### Information given
* BEGIN *
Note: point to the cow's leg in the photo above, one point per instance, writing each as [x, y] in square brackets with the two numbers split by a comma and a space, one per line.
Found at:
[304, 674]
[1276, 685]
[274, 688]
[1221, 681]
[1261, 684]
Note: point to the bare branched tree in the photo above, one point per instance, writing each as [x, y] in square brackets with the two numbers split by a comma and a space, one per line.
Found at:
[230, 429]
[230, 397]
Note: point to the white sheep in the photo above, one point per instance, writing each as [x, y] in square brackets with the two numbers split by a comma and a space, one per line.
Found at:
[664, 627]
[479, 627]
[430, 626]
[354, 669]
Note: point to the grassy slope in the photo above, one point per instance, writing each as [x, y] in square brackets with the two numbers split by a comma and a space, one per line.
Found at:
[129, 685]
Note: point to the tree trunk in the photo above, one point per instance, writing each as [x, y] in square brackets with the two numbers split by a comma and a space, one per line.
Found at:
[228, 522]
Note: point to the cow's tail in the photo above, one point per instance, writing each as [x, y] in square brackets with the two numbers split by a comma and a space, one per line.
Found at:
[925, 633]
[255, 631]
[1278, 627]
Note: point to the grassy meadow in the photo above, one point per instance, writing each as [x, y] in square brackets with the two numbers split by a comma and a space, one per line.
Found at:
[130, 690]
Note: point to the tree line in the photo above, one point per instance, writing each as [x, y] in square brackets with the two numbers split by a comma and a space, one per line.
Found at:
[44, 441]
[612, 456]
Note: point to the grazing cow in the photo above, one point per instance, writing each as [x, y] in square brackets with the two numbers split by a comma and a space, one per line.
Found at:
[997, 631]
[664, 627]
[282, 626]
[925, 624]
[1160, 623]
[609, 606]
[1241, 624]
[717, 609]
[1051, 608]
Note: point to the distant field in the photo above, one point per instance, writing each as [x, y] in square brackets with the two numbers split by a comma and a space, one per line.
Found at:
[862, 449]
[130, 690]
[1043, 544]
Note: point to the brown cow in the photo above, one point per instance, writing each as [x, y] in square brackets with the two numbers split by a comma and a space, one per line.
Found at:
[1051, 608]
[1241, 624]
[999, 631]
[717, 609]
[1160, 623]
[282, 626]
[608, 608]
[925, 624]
* END *
### Stated task
Rescale the records starting at the line that contains "Note: point to the grazing" and ending at the end of the records, and reproduce every one of those lines, request lines included. Multiply each point coordinate in the answers by 0.65 and round it to a whole number, with halves rounded up.

### In response
Note: point to the grazing cow in the photo above, one point per instance, writing each as [x, y] in square brackets with the two numbers split by a comma and a space, one per line.
Found at:
[648, 410]
[432, 408]
[183, 407]
[601, 406]
[754, 405]
[396, 394]
[807, 406]
[466, 396]
[683, 395]
Note: point to the distant field in the photo above, one point per instance, writing each as [x, y] in square brackets with the two numbers split by a comma and a space, one per line.
Found at:
[560, 292]
[85, 449]
[678, 354]
Note: point to the brown cow in the photo above, one point per instance, writing each as [x, y] in square brackets with the two numbers split by a comma and a space, one per line.
Found at:
[683, 395]
[807, 406]
[649, 410]
[466, 396]
[754, 405]
[183, 407]
[395, 395]
[601, 406]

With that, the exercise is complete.